## What to produce
Nothing but the lines holding the string "curve" should appear in the answer. Copy them from the entries.

[Data extracted from a collection]
•••••

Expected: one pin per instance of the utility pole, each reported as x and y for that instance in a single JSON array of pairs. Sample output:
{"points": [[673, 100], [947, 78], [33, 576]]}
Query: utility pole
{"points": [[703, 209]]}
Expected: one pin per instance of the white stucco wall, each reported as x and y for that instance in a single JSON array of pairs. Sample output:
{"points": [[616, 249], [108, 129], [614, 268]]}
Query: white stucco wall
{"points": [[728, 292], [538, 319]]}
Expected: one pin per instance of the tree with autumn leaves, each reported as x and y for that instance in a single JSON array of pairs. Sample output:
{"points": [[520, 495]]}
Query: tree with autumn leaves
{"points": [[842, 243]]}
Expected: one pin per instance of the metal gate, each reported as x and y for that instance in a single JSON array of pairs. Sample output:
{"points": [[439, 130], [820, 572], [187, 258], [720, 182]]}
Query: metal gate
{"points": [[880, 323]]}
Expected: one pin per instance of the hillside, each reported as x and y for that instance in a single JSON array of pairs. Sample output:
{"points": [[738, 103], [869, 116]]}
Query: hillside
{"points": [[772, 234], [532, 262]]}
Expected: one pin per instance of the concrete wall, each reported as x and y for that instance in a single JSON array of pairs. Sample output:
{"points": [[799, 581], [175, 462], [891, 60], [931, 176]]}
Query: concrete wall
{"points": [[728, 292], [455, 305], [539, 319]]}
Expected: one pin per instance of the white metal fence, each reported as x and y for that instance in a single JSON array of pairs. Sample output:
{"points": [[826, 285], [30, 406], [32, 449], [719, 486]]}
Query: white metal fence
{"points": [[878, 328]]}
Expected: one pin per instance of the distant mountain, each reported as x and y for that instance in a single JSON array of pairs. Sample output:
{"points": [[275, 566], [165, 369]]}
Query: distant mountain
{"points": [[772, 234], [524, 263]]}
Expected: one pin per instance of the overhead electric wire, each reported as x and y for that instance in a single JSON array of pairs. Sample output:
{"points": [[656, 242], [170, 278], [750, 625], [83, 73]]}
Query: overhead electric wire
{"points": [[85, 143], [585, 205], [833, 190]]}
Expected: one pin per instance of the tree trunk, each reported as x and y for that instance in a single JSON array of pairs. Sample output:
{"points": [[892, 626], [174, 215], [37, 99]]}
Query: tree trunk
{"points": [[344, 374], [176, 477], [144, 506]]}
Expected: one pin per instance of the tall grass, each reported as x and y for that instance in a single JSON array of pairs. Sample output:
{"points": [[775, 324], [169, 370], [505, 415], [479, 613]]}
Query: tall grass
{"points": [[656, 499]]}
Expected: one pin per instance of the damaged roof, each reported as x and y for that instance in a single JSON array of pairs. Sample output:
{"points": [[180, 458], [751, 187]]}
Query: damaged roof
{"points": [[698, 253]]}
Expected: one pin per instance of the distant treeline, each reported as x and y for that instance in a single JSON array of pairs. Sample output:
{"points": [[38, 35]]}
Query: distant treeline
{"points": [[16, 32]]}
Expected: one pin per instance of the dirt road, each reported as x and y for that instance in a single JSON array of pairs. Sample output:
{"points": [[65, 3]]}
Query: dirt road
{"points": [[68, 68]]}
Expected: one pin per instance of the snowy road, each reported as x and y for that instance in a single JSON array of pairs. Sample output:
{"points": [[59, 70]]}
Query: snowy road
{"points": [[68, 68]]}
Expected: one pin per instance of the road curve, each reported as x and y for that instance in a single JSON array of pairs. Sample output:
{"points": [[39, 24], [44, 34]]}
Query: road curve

•••••

## Your response
Expected: one pin per instance of the road curve, each reported as x and y for that instance in a single JSON array of pairs. Sample output:
Query: road curve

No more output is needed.